- PROBLEM TO WORK ON: Reproduce verbatim everything from the line containing "Each matching instance of the sliding" down to the last line of the records below.

§

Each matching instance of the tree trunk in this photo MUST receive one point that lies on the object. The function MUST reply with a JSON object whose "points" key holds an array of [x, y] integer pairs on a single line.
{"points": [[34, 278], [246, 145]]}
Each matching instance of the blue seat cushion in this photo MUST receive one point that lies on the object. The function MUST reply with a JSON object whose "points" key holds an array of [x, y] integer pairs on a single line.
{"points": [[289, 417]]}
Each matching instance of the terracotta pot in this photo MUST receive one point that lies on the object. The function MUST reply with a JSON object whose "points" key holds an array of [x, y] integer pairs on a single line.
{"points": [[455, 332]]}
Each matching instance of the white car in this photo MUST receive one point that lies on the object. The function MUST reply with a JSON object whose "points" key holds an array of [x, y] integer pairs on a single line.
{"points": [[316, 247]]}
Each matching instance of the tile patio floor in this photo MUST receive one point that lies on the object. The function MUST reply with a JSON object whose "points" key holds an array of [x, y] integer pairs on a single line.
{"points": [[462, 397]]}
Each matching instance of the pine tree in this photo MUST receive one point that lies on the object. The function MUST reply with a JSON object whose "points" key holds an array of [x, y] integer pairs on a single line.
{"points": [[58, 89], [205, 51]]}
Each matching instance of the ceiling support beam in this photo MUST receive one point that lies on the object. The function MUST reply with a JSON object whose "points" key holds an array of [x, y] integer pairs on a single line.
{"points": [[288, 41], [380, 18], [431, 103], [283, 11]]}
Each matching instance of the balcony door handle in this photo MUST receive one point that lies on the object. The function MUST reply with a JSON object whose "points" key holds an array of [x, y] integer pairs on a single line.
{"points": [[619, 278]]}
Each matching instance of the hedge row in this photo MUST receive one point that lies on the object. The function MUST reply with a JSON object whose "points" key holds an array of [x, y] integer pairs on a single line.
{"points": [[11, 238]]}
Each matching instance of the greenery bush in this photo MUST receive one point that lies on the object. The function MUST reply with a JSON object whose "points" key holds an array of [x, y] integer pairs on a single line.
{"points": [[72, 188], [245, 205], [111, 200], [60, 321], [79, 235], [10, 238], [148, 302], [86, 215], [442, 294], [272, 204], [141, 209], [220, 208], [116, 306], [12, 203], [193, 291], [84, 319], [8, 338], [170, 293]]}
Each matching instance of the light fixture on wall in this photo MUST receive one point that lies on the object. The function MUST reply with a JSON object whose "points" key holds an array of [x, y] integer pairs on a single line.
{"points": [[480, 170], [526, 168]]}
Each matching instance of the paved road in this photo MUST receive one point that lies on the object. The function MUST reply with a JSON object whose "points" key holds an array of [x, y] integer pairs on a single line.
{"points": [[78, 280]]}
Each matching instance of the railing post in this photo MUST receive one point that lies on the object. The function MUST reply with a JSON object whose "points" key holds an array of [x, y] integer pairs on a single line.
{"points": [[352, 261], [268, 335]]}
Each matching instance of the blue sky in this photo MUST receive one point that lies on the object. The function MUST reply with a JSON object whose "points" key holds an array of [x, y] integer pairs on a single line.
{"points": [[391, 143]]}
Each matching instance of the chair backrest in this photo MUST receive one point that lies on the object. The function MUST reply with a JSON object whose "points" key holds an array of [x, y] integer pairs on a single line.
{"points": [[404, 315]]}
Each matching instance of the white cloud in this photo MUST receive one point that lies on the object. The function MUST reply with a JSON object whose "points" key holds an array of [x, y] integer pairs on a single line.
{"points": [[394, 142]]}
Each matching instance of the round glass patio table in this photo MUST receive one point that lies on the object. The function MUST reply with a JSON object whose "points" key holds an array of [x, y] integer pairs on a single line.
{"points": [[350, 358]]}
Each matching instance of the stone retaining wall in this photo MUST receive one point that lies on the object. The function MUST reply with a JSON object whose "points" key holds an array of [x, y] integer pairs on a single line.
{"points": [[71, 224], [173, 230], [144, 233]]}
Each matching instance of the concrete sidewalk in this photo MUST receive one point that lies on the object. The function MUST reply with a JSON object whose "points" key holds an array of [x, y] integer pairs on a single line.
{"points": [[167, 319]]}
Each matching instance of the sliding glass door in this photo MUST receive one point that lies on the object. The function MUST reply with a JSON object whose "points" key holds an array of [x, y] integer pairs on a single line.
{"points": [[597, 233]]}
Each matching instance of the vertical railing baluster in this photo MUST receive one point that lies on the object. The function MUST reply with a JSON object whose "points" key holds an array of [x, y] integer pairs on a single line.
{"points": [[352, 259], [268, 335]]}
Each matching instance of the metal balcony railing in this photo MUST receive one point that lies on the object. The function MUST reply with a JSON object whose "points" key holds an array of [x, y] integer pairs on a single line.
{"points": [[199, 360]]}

§

- SOLUTION FOR THIS EXERCISE:
Each matching instance of the sliding glass door in this photo MUST receive one point that lies on the object. The function MUST reply with a JSON object whose "points" key holds an array of [x, y] integer pairs on a single line.
{"points": [[597, 233]]}
Each matching instance of the vertical railing baluster in this photo MUST receive one point that lies on the object. The function MUST reply with a JSON object whose "points" key holds an array of [x, y] integer pairs on a single line.
{"points": [[352, 259], [268, 335]]}
Each matching instance of the metal balcony railing in this photo MUST receive one point that lies on the object. The function MUST reply with a JSON object whose "points" key holds an array of [x, y] integer pairs on a single line.
{"points": [[199, 360]]}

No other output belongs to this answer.